## BEGIN Supplied entries
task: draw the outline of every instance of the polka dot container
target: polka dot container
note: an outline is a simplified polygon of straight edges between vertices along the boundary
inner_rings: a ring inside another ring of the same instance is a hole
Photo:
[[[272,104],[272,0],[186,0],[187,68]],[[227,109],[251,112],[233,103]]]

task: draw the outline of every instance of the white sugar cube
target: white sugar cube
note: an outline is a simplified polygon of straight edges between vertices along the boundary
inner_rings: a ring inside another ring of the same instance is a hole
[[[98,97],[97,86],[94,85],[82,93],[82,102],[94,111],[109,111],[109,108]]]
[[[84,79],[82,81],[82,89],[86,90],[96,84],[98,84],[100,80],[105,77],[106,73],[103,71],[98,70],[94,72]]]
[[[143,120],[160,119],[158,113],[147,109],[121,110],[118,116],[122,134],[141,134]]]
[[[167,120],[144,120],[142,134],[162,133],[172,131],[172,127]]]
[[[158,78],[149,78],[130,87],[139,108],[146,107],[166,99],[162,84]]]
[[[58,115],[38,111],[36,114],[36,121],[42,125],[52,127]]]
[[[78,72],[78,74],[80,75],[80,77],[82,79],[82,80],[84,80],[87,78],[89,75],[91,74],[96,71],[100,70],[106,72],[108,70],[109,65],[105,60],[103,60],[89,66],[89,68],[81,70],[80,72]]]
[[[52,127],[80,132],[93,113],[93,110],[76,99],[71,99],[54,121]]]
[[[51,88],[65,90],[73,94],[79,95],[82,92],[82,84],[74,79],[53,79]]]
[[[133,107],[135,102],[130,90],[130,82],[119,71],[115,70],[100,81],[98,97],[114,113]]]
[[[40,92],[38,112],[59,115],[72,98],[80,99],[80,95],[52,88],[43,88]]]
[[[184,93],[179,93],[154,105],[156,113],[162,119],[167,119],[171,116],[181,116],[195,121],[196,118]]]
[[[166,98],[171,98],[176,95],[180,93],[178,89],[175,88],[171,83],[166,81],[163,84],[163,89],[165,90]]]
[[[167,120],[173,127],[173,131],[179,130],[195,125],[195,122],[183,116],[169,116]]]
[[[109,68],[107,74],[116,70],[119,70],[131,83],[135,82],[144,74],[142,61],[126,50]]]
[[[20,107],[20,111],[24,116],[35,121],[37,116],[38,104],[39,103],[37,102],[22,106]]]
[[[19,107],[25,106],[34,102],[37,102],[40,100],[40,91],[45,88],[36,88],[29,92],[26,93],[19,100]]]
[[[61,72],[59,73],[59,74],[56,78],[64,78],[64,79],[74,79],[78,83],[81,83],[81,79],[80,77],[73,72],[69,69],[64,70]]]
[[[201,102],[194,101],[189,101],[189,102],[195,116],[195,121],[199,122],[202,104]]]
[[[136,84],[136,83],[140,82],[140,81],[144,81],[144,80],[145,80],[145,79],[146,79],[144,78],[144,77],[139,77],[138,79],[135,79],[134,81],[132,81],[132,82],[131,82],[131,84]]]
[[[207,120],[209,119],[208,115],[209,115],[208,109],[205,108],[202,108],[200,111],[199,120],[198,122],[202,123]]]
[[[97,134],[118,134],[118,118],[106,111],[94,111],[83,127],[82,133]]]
## END Supplied entries
- _Exercise details_: Copy out the items between the line holding "task: draw the outline of every instance of the white" and the line holding "[[[167,120],[144,120],[142,134],[162,133],[172,131],[172,127]]]", inclusive, with all request lines included. In the answers, add 74 to every vertex coordinate.

- _Written response_:
task: draw the outline of every instance of the white sugar cube
target: white sugar cube
note: an outline is a simplified polygon of straight edges between vertices along the boundary
inner_rings: a ring inside another ring of the same instance is a hole
[[[172,171],[171,160],[168,159],[156,167],[156,176],[168,185],[183,185],[183,182]]]
[[[158,153],[156,155],[156,163],[160,164],[170,158],[172,158],[174,154],[179,151],[180,147],[177,145],[172,144],[168,146]]]
[[[217,194],[234,193],[232,187],[221,183],[195,184],[192,190],[196,208],[215,208]]]
[[[241,194],[218,194],[216,208],[236,207],[246,205],[246,201]]]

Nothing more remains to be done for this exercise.